All of the records are to be reproduced exactly.

◆ **EXCERPTED RECORDS**
####################
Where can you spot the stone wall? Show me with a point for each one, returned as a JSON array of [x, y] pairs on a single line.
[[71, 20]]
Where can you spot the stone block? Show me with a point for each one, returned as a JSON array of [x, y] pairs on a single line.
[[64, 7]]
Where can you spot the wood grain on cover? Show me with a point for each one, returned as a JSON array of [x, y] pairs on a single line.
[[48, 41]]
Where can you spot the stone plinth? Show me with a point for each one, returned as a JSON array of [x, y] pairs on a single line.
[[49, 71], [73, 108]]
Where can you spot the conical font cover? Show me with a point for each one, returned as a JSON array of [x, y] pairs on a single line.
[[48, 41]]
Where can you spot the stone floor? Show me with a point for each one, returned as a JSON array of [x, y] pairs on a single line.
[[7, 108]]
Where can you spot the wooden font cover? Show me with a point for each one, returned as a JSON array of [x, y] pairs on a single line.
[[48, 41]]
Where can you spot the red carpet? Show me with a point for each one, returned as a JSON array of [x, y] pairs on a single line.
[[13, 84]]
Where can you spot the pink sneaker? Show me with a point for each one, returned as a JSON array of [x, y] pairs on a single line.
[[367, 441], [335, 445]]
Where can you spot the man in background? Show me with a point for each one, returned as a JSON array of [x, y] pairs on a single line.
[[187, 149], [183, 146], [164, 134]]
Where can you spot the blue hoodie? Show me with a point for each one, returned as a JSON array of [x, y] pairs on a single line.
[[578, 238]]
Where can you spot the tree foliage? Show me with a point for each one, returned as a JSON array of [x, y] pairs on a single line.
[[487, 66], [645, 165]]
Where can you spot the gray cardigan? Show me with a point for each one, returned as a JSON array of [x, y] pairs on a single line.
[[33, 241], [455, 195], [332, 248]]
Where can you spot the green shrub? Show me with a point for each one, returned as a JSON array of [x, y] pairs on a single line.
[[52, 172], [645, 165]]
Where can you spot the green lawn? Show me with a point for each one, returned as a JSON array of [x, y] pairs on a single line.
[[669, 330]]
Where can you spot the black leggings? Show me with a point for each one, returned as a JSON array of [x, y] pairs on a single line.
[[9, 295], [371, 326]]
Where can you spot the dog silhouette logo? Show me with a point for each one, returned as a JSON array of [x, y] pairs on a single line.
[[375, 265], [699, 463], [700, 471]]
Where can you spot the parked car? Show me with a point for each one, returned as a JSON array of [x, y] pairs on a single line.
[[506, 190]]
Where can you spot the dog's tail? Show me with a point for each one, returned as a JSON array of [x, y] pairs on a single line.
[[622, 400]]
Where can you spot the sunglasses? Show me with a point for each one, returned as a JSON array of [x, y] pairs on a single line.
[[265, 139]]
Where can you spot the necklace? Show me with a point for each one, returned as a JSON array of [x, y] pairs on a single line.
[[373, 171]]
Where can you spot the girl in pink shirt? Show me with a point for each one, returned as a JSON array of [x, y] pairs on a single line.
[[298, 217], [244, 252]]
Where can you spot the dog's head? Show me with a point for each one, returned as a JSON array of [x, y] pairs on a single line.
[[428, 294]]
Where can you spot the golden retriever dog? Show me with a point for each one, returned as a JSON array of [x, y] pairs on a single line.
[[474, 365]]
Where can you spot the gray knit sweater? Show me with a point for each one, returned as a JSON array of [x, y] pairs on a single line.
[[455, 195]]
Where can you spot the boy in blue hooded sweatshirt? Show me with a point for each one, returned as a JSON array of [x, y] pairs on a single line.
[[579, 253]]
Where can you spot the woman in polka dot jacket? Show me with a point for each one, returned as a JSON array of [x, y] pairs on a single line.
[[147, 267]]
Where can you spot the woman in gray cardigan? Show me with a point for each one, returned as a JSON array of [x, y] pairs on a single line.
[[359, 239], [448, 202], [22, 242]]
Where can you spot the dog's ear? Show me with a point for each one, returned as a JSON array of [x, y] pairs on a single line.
####################
◆ **EXPECTED OUTPUT**
Where can you spot the stone wall? Show me with a point for each one, returned as a JSON array of [x, y] pairs on a single line.
[[71, 20]]
Where can you spot the stone block? Show me with a point for each one, returned as a JSON array of [x, y] pairs on a single line.
[[64, 7]]
Where can you spot the wood grain on cover? Show me with a point for each one, returned as a JSON array of [x, y] pairs on a single line.
[[48, 41]]
Where can you spot the stone plinth? Show me with a point for each one, returned as a JSON array of [x, y] pairs on a single line.
[[49, 71], [73, 108]]
Where can you spot the conical font cover? Show me with a point for each one, returned as a JSON array of [x, y] pairs on a single line.
[[48, 41]]
Where can you spot the stone floor? Show me with a point for each one, returned as a JSON array of [x, y] pairs on a single line.
[[7, 108]]
Where can you spot the wooden font cover? Show me with a point for each one, returned as a JSON array of [x, y] pairs on a single line.
[[48, 41]]
Where can you spot the red carpet? Show me with a point for each one, returned as a JSON array of [x, y] pairs on a single line.
[[13, 84]]
Where can you spot the pink sneaker? Show me with a point for each one, returned as a JSON array of [x, y] pairs on a single line.
[[367, 441], [335, 445]]
Where can you spot the man in background? Show me with a point for each one, returned as a JSON array of [x, y] pairs on a single line.
[[187, 149], [183, 146], [164, 134]]
Where can you spot the blue hoodie? Show me with a point for each one, returned as a JSON array of [x, y] pairs on a single line.
[[578, 238]]
Where can you spot the tree foliage? Show me with a point for each one, returned as a JSON array of [x, y] pairs on a single line.
[[487, 66], [645, 165]]
Where can you spot the gray cardigan? Show me with a point for each one, returned as a JSON array of [x, y] pairs on a single line.
[[33, 241], [455, 195], [332, 248]]
Where can you spot the green shrub? Show me with a point for each one, returned as a JSON array of [x, y] pairs on a single line.
[[52, 172], [645, 165]]
Where can you spot the green lawn? Show me with a point for each one, returned as a JSON array of [x, y] pairs on a single line.
[[669, 330]]
Where can you spot the black leggings? Show me with a point for each one, returned as a JSON array of [x, y] pairs on a single line.
[[9, 295], [371, 326]]
Where can you spot the dog silhouette logo? Show me with a point for each one, returned as a JSON array of [x, y] pairs on a single line.
[[375, 265], [699, 463], [700, 471]]
Where can you spot the parked car? Show me with a point for each one, returned as a JSON array of [x, y] pairs on a single line.
[[506, 190]]
Where can you spot the dog's tail? Show me with a point for each one, returned as a JSON array of [x, y] pairs on a single line.
[[622, 400]]
Where can you spot the sunglasses? Show me with a point for each one, returned as a JSON array of [x, y] pairs on a single line.
[[265, 139]]
Where can you spot the necklace? Show me with a point for each one, returned as a JSON array of [x, y] pairs on a single line.
[[373, 171]]
Where can you spot the girl in pink shirt? Show me with a point for each one, returned as a JSON array of [x, y] pairs on a single line.
[[298, 217], [244, 252]]
Where can you spot the dog's head? Show me with a point for each one, returned as a JSON array of [x, y] pairs on a single line.
[[428, 294]]
Where can you spot the golden retriever dog? Show me with a point for each one, returned as a JSON array of [x, y] pairs on a single line.
[[474, 365]]
Where can you spot the gray knit sweater? Show me with a point for each one, returned as a JSON array of [x, y] pairs on a single line.
[[455, 195]]
Where can you spot the boy in blue hooded sweatshirt? Show me with a point for each one, returned as a JSON array of [x, y] pairs on a single line.
[[579, 253]]
Where can you spot the woman in polka dot jacket? Show me with a point for each one, returned as a JSON array of [x, y] pairs on a single line.
[[147, 267]]
Where can you spot the woman in gray cardigan? Show me with a point for each one, returned as a JSON array of [x, y] pairs on a single line.
[[359, 239], [448, 202], [22, 242]]
Where can you spot the dog's ear? Show me with a point for each one, returned as a JSON array of [x, y] pairs on a single line.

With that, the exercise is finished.